SOURCE EXTRACT »
==============================
I don't think the MTO community is considered a Bug Out community in the sense that you described it.

Bugging out because of a natural disaster is basically called an evacuation. Bugging out because the end of society is happening?? Wrong forum.

Now, some members may choose that way, but I think most people here are aware that a secured home is still better than a camper in a forest.

Buy now or regret later
Global Moderator Absolute Zombie Club Posts: 24,631
Re: The reality of bugging out.
« Reply #5 on: April 19, 2020, 09:24:34 PM »
I've always thought the people who prepare to bug out are those expecting zombies? 

Esse Quam Videri
Zombie Apprentice Posts: 14,610
Re: The reality of bugging out.
« Reply #6 on: April 19, 2020, 09:48:54 PM »
Zombies appeared right after the smartphone was invented :shrug:

Buy now or regret later
Global Moderator Absolute Zombie Club Posts: 24,631
Re: The reality of bugging out.
« Reply #7 on: April 19, 2020, 10:26:52 PM »
==============================
GIVEN INFORMATION »
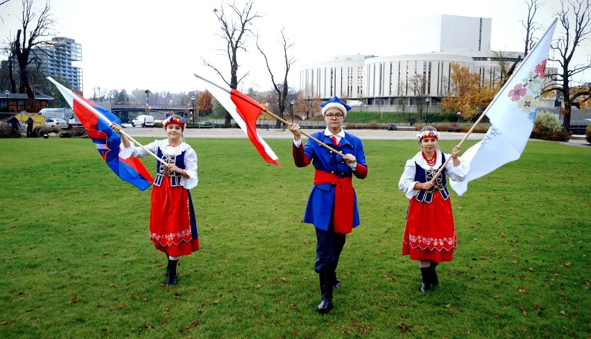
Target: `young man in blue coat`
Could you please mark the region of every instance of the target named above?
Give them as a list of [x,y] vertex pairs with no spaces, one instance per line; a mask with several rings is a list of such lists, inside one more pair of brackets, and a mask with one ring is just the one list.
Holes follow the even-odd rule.
[[300,125],[290,123],[293,134],[293,160],[298,167],[314,166],[312,191],[308,199],[304,223],[314,224],[316,231],[316,259],[314,270],[320,277],[322,302],[318,311],[326,313],[333,307],[333,287],[341,283],[336,266],[345,245],[345,234],[359,225],[357,198],[352,178],[365,179],[368,166],[361,140],[343,130],[343,121],[351,107],[334,96],[323,103],[322,114],[326,129],[311,134],[341,152],[336,153],[309,139],[302,145]]

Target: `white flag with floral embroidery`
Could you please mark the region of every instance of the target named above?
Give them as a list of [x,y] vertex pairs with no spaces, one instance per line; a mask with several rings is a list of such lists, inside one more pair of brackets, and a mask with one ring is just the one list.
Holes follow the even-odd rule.
[[540,94],[546,76],[546,59],[556,26],[555,19],[519,69],[490,103],[483,114],[491,126],[484,139],[461,156],[470,171],[462,182],[450,180],[461,195],[468,183],[519,159],[533,129]]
==============================
OBJECTIVES »
(A) In the forum thread on bugging out, what is bugging out because of a natural disaster said to be basically called?
(B) Translate this sentence from the forum thread on bugging out into Spanish: "Now, some members may choose that way, but I think most people here are aware that a secured home is still better than a camper in a forest."

PER-TASK ANSWERS »
(A) An evacuation.

(B) Ahora bien, algunos miembros pueden elegir ese camino, pero creo que la mayoría de la gente aquí es consciente de que un hogar asegurado sigue siendo mejor que una caravana en un bosque.